## Start Passage

# To Increase Ram Or Not To Increase Ram....



## smoke665 (Nov 26, 2017)

That is the question???? Current laptop is an Intel I5 processor at 1.6 ghz, with 8 gb of ram. It will handle up to 16 gb which is what I'm considering. My son the resident family IT expert, seems to think I won't see any significant improvement in speed of LR or PS, and I should just put the money toward a new laptop which is also a possibility, but the ram upgrade is pretty cheap compared to a new unit (and I could put the money on more photography gear). So what say others?


----------



## JonA_CT (Nov 26, 2017)

Not an IT guy , but my brother is, and he said the same thing when I was discussing building an editing desktop. He suggested that a solid state drive, good graphics card, and processor speed would  be the place to invest the most money.


----------



## Overread (Nov 26, 2017)

If you check the performance whilst running the software then unless your RAM is fully in use you might not see a huge performance increase. 

Otherwise as said above you want a better processor and graphics card - a solid state drive helps too with loading times (you'd install the software on the SSD drive but have the photos in a regular drive)


----------



## dxqcanada (Nov 26, 2017)

What specific model is your laptop ?


----------



## smoke665 (Nov 26, 2017)

Dell Inspirion


----------



## dxqcanada (Nov 26, 2017)

model number should be printed somewhere on the bottom ...


----------



## smoke665 (Nov 26, 2017)

dxqcanada said:


> model number should be printed somewhere on the bottom ...



Sorry, it's an Inspirion 5558


----------



## dxqcanada (Nov 26, 2017)

Processor
Intel Core i5-5200U
Graphics adapter
NVIDIA GeForce 920M - 4096 MB, Core: 954 MHz, Memory: 900 MHz, DDR3, ForceWare 353.30 (10.18.13.5330), Optimus
Memory 
8192 MB, DDR3-1600, dual-channel, two memory banks (filled)
Display
15.6 inch 16:9, 1920x1080 pixel, LG Philips 156WF6, IPS, glossy: no
Mainboard
Intel Broadwell-U PCH-LP (Premium)
Storage
Toshiba MQ01ABD100, 1000 GB , 5400 rpm


----------



## smoke665 (Nov 26, 2017)

@dxqcanada okay I know all that already??? Your point is?


----------



## dxqcanada (Nov 26, 2017)

Sorry, I didn't get time to write anything ... and I thought others should know what you got in it before commenting

Optimize performance Photoshop CC
PS by default will use up to 70% of RAM ... so if your laptop is always showing max usage, then a memory upgrade would help.

## End Passage
## Start Dataset excerpts

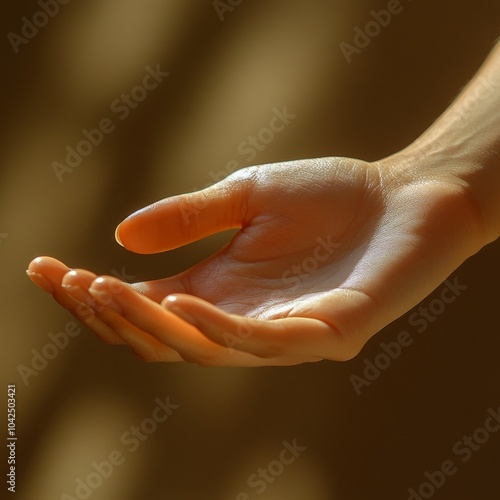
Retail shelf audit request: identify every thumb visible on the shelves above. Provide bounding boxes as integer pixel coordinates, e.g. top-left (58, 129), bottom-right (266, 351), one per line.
top-left (115, 168), bottom-right (254, 254)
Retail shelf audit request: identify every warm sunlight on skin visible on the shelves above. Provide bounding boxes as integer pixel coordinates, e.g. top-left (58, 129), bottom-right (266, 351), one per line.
top-left (29, 40), bottom-right (500, 366)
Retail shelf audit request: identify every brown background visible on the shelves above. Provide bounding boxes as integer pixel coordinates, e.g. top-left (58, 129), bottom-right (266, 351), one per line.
top-left (0, 0), bottom-right (500, 500)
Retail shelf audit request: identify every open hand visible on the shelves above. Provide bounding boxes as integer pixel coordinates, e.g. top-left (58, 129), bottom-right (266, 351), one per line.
top-left (29, 156), bottom-right (481, 366)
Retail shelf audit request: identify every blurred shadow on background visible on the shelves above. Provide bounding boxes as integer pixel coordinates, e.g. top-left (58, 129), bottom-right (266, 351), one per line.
top-left (0, 0), bottom-right (500, 500)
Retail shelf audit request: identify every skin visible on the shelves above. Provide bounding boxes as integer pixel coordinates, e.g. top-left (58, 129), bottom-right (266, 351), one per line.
top-left (28, 40), bottom-right (500, 366)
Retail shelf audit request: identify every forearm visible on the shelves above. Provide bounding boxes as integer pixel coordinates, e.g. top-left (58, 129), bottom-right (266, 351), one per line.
top-left (403, 42), bottom-right (500, 244)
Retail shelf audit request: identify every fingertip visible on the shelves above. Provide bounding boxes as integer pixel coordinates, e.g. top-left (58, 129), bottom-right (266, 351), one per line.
top-left (115, 224), bottom-right (125, 248)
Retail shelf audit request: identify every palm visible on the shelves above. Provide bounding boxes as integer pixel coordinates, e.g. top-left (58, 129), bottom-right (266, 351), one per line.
top-left (138, 159), bottom-right (382, 319)
top-left (28, 158), bottom-right (474, 366)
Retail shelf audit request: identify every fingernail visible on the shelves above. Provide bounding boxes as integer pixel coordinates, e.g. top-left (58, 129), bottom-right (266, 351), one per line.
top-left (61, 283), bottom-right (92, 305)
top-left (115, 226), bottom-right (125, 248)
top-left (89, 288), bottom-right (123, 314)
top-left (26, 270), bottom-right (55, 295)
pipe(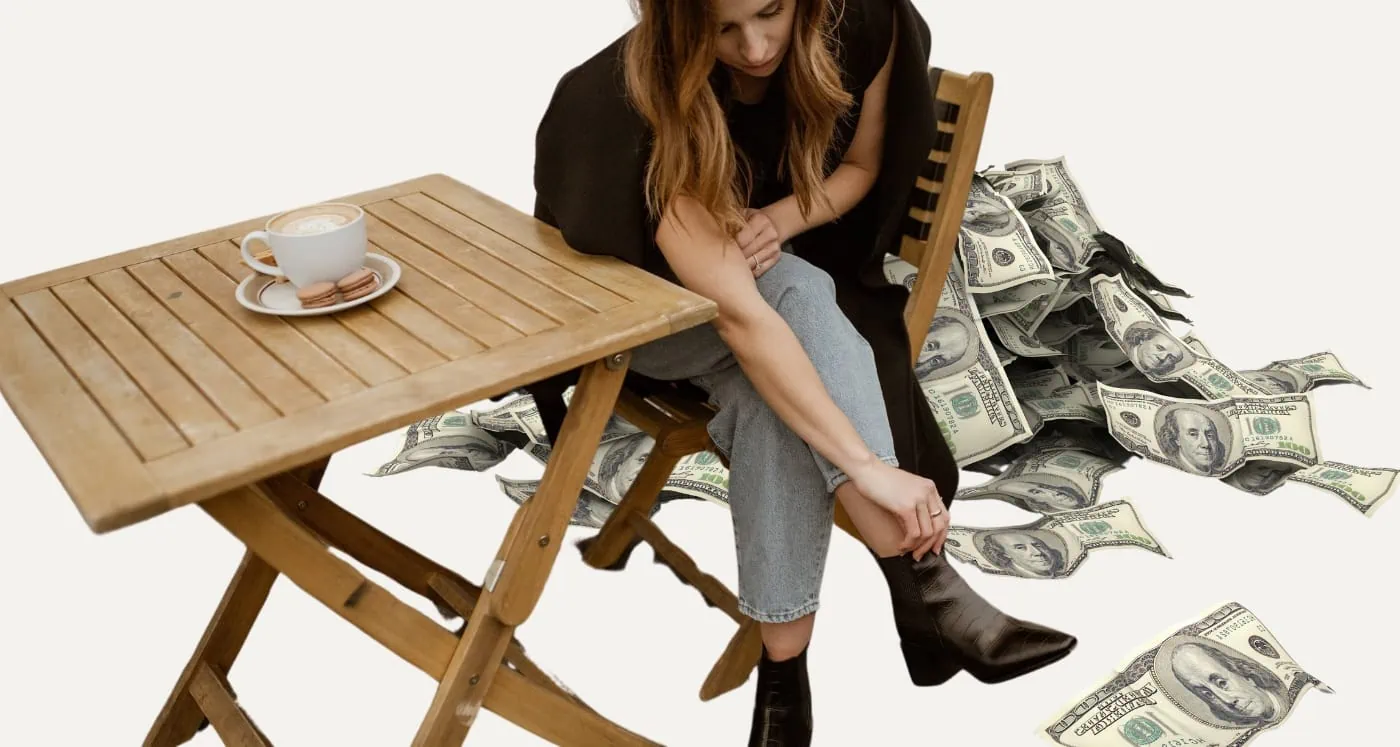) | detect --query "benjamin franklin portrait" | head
[1152,635,1288,729]
[598,434,655,502]
[973,529,1070,578]
[914,309,981,382]
[1154,404,1232,474]
[997,473,1091,513]
[1123,322,1196,378]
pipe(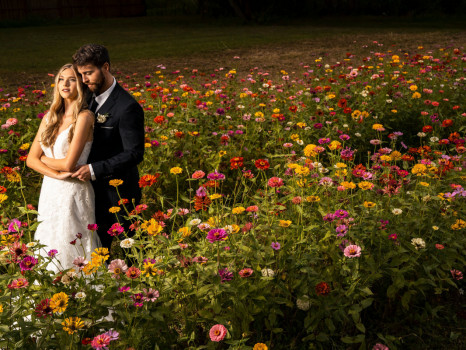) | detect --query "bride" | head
[27,64,100,272]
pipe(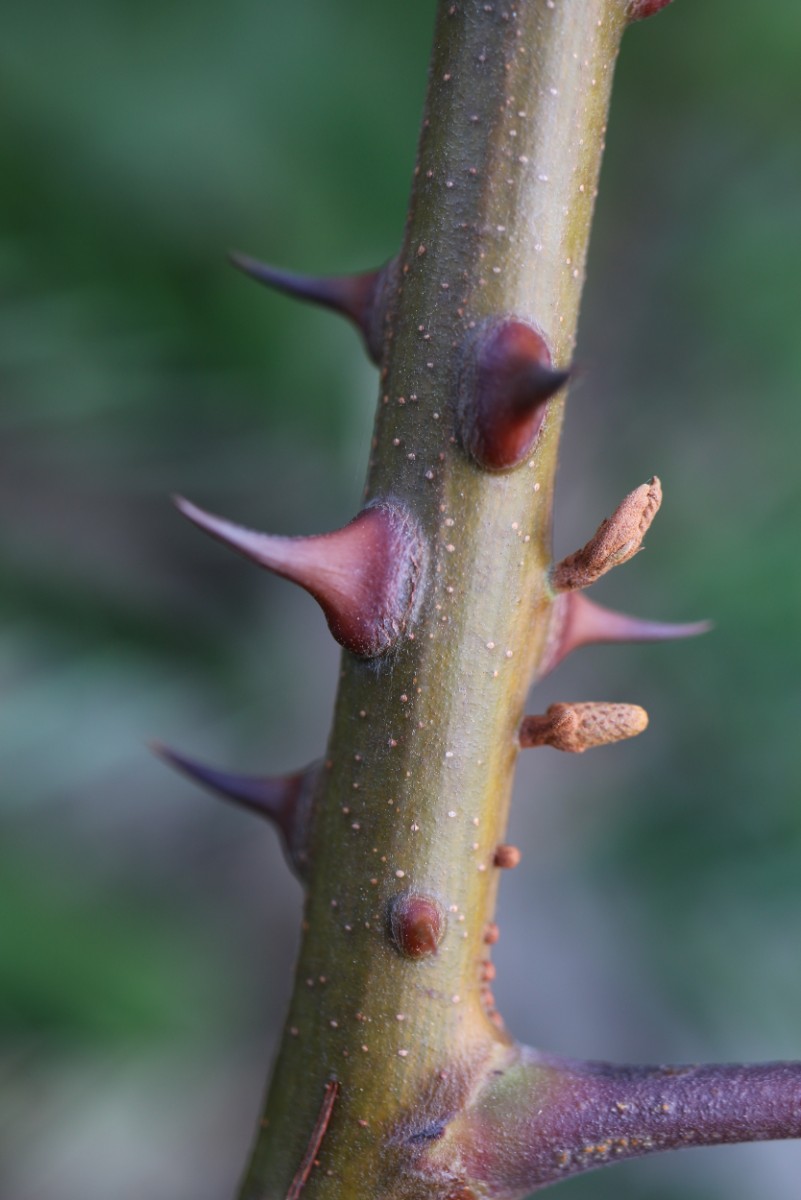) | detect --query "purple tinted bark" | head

## End Dataset excerpts

Work instructions:
**A.** In the RAM upgrade thread, why did dxqcanada post the laptop's specifications without any comment? Answer in one to three sentences.
**B.** Summarize the RAM upgrade thread in two sentences.
**C.** Extend the RAM upgrade thread with the next part, picking up after its last post.
The material has nothing to do with the forum thread on upgrading laptop RAM.

Answers to the exercises:
**A.** dxqcanada didn't have time to write anything. They also thought others should know what the laptop had in it before commenting.

**B.** A Dell Inspiron owner with an Intel i5 and 8 GB of RAM asks whether going to 16 GB would speed up LR and PS, since the poster's son expects little improvement and suggests putting the money toward a new laptop. Replies name a solid state drive, a better processor and a better graphics card as better investments, and one adds that Photoshop uses up to 70% of RAM by default, so a memory upgrade would help only if the laptop always shows maximum usage.

**C.**
I don't think your graphics card is upgradable ... which is typical for a laptop.
A solid state drive typically will add performance to most systems.


----------



## smoke665 (Nov 26, 2017)

dxqcanada said:


> I don't think your graphics card is upgradable ... which is typical for a laptop.
> A solid state drive typically will add performance to most systems.



In this model the graphics card is an Intel HD 6000, which supposedly is compatible with LR and PS but for some reason LR will kick out the "use graphics processor" on boot up, but I can go in preferences and check it, everything works fine. PS uses it with no problem. Went back to the log, it's failing on something (can't remember now, and haven't had time to sort it out)


----------



## dxqcanada (Nov 26, 2017)

It should have two graphics cards ... the integrated Intel and a discrete Nvidia
Hmm, maybe check to see if there is an updated Nvidia driver for the graphics card ... also check the Nvidia control panel to see if it has a setting to enable it for usage for LR and PS (I think).


----------



## dxqcanada (Nov 26, 2017)

Hmm, I think the Nvidia control panel option is for 3D ... so my suggestion there would not apply.


----------



## snowbear (Nov 26, 2017)

I thought this thread was going to be about expanding a sheep farm.

RAM may not speed things up, but it would help running additional apps at the same time.  For example, my cheap@$$-no-memory laptop will run Chrome and (Lightroom or Photoshop) but has a problem with all three at the same time.  My last panorama had to be assembled in stages because it will only process a few of these larger D750 images at a time.


----------



## Fstop- (Nov 26, 2017)

You should be able to buy another 8G of RAM for $50. or under, it should speed it up a little. 

I just put 8G of RAM on top of 8G of existing RAM in two lenovos it helped quite a bit. cost about $40. each took. 10 mins to install.


----------



## weepete (Nov 26, 2017)

My understanding of PS and LR was they are both heavily CPU dependant. If I remember correctly LR only uses the GFX card for library previews and PS for some filters though you will need a GFX card for some tools to work, an entry level card should be enough to run these programs.

Photoshop does eat RAM though, so the more you have the better, bearing in mind that you would probably see a bigger speed increase with a slightly better processor and slightly less RAM than a slightly worse processor and slightly more RAM. 8GB is probably the minimum you'd want just now though so an upgrade to 16GB would not be a bad choice.

Processor looks like it's getting on a bit though. PS scales to about 4 cores but drops off sharply from there. A faster 4 core processor and 16-32GB of RAM is probably where you'd really see a significant speed increase so IMO the best option is to upgrade the whole system.


----------



## smoke665 (Nov 26, 2017)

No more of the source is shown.